## Task set:
1. Print the passage of the tissue engineering article from "Institute of Biomaterials" up to and including "mortality and productivity.", word for word.
2. Carry on the tissue engineering article from the end of its last sentence.

## Excerpt to read:
════════════════
Using Tissue Engineering to Produce an Unlimited Supply of Tissues and Organs





Michael V. Sefton

Institute of Biomaterials and Biomedical Engineering, University of Toronto, 4 Taddle Creek Rd, Toronto, Ontario M5S 3G9, Canada



Organ failure is placing enormous burdens on our health care systems yet the medical capacity to treat disease is frustrated by the limited availability of donated organs. Many could benefit from a transplant were there an unlimited supply of organs and no waiting lists for a transplant. Perhaps more importantly, the population is aging rapidly leading to a substantial increase in the demand for technologies that will improve morbidity, mortality and productivity.

Tissue Engineering (or the newer term Regenerative Medicine) uses cells, soluble and matrix bound factors and supporting structures to regenerate damaged tissue/organ structures and function. Critical issues to tissue engineering a heart include providing a vasculature or an equivalent means of delivering nutrients to thick sections of tissue, and growing functional cardiomyocytes (perhaps from stem cells) with normal electrical conduction pathways. To grow a heart all the components must be built as well so that the spin-off benefits of growing hearts - patches, valves and vessels, etc - may be even more valuable than the heart itself and it is these that will have most impact on aging.
════════════════
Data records
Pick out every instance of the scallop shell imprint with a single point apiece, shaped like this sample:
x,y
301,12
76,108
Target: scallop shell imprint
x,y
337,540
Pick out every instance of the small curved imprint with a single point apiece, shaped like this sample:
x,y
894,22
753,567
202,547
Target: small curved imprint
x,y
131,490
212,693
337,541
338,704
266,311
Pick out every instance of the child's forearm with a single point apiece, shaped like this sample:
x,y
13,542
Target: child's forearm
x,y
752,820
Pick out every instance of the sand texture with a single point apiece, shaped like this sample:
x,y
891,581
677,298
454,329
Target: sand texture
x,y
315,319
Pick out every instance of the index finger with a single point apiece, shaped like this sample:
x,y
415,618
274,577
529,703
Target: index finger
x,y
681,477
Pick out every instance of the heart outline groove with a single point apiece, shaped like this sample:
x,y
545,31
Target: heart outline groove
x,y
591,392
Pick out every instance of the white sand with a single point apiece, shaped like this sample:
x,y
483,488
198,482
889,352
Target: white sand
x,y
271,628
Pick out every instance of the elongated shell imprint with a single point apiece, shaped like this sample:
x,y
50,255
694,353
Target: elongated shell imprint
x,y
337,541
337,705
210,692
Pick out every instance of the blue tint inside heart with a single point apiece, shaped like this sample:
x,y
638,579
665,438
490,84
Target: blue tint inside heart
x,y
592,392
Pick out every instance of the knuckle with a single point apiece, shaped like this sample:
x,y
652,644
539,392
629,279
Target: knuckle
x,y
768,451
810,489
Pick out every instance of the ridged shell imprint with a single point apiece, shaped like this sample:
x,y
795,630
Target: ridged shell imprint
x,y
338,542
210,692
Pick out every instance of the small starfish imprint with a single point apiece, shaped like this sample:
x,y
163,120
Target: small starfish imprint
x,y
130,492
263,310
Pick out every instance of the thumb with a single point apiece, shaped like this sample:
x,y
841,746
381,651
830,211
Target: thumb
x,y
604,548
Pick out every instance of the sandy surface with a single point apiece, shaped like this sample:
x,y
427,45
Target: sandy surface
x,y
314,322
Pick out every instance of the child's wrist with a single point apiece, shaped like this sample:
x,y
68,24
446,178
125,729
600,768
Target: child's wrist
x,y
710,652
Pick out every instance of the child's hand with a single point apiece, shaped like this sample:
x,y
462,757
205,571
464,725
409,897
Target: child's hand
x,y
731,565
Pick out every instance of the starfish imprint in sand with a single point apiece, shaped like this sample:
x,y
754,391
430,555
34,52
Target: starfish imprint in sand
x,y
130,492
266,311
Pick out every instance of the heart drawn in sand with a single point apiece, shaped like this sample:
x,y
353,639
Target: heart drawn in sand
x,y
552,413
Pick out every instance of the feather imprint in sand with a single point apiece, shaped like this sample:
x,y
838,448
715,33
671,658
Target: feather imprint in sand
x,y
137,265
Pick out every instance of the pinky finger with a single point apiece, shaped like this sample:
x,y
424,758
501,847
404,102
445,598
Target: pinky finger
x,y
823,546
════════════════
## Exercise results:
1.
Institute of Biomaterials and Biomedical Engineering, University of Toronto, 4 Taddle Creek Rd, Toronto, Ontario M5S 3G9, Canada



Organ failure is placing enormous burdens on our health care systems yet the medical capacity to treat disease is frustrated by the limited availability of donated organs. Many could benefit from a transplant were there an unlimited supply of organs and no waiting lists for a transplant. Perhaps more importantly, the population is aging rapidly leading to a substantial increase in the demand for technologies that will improve morbidity, mortality and productivity.

2.
One ultimate goal is to address the problem of organ failure by creating an unlimited supply of organs and complex tissues for the purpose of transplantation and organ repair. With an unlimited supply of vital organs, replacing a damaged or failed organ becomes not substantially different than any medical device. To realise this vision, we have proposed national and international collaborative efforts (e.g. the LIFE initiative) to focus on the three R's of regenerative medicine: replace, repair or regenerate.